**EXERCISE:**
Once you reach the line containing "[(26, 5), (40, 59), (39, 25), (5, 65)]" in the data below, restate each line word for word up to and including the one containing "Spot the ground".

**** DATASET

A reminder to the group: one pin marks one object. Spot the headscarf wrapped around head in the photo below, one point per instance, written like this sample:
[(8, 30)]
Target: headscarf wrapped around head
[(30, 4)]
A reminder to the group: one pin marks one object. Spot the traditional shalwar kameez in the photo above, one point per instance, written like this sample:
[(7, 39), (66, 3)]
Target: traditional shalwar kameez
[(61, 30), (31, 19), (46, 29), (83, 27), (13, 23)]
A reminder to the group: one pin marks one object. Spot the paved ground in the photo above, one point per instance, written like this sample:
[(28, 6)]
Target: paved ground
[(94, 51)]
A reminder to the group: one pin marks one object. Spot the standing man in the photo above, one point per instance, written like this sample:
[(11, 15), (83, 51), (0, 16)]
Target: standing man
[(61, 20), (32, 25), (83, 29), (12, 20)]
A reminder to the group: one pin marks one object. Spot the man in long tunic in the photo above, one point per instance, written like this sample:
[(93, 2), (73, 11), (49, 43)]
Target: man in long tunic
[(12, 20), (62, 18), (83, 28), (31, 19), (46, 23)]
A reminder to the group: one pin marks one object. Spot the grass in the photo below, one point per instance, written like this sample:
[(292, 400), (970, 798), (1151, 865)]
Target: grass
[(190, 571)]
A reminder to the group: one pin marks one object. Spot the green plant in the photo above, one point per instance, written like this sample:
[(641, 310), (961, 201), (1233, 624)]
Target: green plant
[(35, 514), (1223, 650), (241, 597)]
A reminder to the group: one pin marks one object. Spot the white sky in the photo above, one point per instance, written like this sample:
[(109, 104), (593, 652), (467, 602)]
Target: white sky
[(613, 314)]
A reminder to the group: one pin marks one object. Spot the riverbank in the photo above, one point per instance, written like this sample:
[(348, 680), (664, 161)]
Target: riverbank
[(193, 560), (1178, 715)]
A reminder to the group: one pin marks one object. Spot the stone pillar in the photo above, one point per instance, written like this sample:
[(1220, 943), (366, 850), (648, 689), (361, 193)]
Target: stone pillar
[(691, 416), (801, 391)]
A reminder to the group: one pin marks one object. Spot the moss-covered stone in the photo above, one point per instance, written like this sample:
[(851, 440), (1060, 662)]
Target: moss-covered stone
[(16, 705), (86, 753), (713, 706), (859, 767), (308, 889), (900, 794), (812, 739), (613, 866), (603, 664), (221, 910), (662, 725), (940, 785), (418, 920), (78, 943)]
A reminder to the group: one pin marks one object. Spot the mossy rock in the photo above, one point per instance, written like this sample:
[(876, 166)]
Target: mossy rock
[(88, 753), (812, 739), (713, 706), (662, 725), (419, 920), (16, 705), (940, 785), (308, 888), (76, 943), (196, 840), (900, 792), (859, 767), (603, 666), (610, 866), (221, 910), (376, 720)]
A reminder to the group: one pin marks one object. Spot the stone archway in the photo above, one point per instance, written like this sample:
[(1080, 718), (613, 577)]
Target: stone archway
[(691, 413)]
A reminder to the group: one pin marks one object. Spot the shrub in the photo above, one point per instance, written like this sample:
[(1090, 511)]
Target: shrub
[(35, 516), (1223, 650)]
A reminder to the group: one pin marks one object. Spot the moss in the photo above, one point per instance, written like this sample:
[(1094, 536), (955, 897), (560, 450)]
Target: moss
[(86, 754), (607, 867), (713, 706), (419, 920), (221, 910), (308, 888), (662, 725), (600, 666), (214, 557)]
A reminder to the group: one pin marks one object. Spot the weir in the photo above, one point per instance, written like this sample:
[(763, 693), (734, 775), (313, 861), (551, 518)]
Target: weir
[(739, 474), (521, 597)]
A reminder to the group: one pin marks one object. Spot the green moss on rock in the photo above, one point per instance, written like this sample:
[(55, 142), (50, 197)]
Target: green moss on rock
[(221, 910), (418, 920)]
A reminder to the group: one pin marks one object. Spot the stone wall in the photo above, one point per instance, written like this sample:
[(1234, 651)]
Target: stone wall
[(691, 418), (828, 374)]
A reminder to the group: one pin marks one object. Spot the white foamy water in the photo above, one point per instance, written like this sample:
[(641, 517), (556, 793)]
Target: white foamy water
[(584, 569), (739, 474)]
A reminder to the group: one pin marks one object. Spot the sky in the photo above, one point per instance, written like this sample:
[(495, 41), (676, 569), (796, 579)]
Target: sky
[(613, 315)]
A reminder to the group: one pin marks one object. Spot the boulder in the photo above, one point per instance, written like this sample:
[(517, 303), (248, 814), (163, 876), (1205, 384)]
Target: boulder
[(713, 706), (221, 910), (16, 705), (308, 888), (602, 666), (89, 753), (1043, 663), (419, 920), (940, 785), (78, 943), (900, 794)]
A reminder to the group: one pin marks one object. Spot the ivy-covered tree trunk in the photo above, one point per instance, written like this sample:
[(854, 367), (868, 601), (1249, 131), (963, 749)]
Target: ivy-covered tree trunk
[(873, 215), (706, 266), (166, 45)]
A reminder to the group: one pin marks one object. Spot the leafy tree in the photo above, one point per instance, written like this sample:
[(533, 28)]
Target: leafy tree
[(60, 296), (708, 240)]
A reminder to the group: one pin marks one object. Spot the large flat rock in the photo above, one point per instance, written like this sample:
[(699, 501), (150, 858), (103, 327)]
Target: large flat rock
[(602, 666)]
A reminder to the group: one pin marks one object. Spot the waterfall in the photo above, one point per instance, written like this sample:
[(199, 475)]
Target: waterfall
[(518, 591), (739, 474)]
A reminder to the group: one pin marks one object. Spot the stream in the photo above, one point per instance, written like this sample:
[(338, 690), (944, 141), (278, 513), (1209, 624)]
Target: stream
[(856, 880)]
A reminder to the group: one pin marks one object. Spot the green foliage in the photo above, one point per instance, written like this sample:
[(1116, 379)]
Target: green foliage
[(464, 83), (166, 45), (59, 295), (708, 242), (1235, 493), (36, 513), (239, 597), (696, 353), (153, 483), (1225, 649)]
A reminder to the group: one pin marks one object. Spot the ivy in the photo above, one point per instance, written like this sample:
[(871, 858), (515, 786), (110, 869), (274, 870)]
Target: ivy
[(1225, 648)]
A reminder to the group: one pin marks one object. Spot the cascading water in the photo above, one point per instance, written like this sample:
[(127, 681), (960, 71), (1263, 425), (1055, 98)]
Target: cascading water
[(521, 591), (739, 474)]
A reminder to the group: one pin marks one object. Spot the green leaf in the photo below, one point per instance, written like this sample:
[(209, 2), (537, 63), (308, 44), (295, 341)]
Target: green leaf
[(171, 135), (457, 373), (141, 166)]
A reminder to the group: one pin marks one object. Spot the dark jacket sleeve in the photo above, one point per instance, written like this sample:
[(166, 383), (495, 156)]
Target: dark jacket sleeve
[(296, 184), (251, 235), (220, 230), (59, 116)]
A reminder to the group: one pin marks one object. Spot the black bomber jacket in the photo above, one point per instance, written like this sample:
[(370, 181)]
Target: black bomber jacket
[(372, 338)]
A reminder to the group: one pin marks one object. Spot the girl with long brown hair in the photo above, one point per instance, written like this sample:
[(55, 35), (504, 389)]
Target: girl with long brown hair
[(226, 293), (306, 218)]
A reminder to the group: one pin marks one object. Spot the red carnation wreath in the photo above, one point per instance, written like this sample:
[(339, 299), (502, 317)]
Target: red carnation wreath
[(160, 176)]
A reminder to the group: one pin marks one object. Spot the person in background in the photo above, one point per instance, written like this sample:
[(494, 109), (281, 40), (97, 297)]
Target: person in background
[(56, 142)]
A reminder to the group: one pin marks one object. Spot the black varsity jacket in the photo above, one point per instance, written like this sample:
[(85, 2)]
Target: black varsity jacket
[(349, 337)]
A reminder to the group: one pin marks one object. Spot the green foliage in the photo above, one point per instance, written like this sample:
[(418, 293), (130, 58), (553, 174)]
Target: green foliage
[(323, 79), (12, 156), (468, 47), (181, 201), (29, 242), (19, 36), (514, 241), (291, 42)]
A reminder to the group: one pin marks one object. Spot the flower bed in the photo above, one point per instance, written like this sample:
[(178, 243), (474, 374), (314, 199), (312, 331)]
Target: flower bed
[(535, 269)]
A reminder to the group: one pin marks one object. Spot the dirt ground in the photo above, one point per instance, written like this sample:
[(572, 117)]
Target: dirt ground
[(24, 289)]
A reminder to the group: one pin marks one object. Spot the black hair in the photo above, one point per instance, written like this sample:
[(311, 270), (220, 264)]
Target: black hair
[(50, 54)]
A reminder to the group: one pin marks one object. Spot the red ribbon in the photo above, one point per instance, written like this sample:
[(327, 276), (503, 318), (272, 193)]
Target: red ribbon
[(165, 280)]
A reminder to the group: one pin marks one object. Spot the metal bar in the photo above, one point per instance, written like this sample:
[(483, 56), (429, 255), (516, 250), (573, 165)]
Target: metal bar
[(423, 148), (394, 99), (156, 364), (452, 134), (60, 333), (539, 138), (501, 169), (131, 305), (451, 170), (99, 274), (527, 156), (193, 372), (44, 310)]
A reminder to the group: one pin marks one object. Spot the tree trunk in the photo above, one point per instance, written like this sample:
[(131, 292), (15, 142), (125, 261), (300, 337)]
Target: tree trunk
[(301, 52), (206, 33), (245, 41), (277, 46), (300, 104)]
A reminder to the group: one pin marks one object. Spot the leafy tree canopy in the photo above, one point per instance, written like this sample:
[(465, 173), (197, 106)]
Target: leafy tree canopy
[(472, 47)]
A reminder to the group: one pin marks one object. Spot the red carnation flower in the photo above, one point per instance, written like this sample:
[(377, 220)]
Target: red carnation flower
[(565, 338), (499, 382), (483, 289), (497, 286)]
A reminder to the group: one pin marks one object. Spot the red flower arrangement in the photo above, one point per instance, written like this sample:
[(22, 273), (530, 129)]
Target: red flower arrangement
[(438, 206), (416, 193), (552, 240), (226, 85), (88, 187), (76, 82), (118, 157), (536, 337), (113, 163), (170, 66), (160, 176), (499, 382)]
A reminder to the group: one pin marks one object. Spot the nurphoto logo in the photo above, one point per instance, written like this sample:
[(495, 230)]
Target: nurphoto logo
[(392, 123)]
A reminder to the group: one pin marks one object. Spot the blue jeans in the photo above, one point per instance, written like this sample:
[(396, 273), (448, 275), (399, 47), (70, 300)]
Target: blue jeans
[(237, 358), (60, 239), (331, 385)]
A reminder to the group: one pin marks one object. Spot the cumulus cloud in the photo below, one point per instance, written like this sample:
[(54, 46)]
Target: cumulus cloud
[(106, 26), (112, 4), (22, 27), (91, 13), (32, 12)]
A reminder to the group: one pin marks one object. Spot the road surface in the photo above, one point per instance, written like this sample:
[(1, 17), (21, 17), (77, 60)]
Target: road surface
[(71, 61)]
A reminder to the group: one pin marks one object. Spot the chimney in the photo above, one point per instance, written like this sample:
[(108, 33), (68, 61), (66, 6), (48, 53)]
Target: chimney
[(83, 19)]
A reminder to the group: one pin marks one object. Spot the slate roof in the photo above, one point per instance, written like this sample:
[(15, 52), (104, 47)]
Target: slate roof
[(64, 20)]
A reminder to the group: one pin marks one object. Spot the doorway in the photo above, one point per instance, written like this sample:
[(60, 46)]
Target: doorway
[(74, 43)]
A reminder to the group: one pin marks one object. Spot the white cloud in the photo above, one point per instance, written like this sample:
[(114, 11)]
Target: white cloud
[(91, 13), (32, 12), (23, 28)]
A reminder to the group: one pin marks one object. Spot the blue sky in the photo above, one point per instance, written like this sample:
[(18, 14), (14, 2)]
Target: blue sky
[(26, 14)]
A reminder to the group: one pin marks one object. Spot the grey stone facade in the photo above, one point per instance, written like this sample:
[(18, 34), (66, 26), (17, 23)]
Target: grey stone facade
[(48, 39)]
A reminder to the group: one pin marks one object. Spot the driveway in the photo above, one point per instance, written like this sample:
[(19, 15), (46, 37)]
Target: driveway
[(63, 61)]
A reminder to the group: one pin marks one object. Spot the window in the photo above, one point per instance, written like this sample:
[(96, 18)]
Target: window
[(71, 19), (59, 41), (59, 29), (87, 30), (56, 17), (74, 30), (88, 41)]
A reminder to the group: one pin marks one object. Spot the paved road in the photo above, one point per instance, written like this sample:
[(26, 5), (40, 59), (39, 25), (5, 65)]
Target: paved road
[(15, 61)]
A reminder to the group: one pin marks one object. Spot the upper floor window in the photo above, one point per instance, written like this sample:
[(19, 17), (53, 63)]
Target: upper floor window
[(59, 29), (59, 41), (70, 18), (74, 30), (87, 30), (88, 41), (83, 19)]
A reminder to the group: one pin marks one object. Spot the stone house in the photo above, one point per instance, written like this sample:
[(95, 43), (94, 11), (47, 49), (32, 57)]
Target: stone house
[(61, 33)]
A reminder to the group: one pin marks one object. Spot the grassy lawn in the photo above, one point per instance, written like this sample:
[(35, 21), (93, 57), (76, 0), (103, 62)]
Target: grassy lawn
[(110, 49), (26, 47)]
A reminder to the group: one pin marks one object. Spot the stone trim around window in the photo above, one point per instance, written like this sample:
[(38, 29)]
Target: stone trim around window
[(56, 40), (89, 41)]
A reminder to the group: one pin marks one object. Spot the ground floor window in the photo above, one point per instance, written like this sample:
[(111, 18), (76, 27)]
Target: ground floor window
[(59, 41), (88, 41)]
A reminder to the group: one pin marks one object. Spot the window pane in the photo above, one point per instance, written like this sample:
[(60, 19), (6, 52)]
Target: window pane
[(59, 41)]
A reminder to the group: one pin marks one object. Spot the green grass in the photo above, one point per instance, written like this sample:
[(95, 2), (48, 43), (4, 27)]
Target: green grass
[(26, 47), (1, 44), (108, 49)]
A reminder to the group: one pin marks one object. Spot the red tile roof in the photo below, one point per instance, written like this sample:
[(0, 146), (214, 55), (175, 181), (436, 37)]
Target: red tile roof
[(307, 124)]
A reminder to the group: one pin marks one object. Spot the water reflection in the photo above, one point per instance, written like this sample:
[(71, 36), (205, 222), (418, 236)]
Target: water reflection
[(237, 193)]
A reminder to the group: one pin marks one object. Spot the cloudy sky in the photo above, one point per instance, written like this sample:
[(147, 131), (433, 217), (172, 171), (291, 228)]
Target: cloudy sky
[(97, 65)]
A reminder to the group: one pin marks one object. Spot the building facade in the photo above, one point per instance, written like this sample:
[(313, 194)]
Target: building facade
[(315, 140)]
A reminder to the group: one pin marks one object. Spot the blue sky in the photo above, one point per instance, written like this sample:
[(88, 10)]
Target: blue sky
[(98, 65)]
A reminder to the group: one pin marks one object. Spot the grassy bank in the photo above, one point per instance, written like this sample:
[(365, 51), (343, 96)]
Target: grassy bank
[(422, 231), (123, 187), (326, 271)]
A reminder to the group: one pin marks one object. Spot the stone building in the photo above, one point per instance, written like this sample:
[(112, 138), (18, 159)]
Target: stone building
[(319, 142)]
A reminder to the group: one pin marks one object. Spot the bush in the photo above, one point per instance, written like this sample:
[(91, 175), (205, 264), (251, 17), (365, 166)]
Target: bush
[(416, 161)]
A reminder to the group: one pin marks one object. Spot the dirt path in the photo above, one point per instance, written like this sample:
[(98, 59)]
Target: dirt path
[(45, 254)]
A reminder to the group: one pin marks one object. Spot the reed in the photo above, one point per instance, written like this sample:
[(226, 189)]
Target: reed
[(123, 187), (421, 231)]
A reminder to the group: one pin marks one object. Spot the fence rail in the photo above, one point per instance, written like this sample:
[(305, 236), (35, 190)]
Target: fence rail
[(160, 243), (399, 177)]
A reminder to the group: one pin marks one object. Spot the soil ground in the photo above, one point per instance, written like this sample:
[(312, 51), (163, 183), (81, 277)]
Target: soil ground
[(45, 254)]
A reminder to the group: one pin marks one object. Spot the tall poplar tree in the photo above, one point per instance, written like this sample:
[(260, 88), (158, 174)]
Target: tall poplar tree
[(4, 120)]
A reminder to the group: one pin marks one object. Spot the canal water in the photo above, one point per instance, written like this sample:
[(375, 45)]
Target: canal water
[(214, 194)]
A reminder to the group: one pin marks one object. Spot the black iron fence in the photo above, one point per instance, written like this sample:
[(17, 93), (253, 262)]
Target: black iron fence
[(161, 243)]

********

**EXERCISE OUTPUT:**
[(26, 5), (40, 59), (39, 25), (5, 65)]
Target: paved road
[(15, 61)]
A reminder to the group: one pin marks one object. Spot the upper floor window in the photo above, one point per instance, written like this sample:
[(19, 17), (53, 63)]
Target: upper floor window
[(59, 29), (59, 41), (70, 18), (74, 30), (87, 30), (88, 41), (83, 19)]
A reminder to the group: one pin marks one object. Spot the stone house in the photo above, one point per instance, written like this sample:
[(95, 43), (94, 11), (47, 49), (32, 57)]
Target: stone house
[(61, 33)]
A reminder to the group: one pin marks one object. Spot the grassy lawn in the photo above, one point per instance, written like this sample:
[(35, 21), (93, 57), (76, 0), (103, 62)]
Target: grassy lawn
[(110, 49), (26, 47)]
A reminder to the group: one pin marks one object. Spot the stone trim around window in the photo above, one point per instance, written like this sample:
[(38, 29)]
Target: stone trim around window
[(56, 40), (89, 41)]
A reminder to the group: one pin marks one object. Spot the ground floor window in the photo above, one point per instance, written like this sample:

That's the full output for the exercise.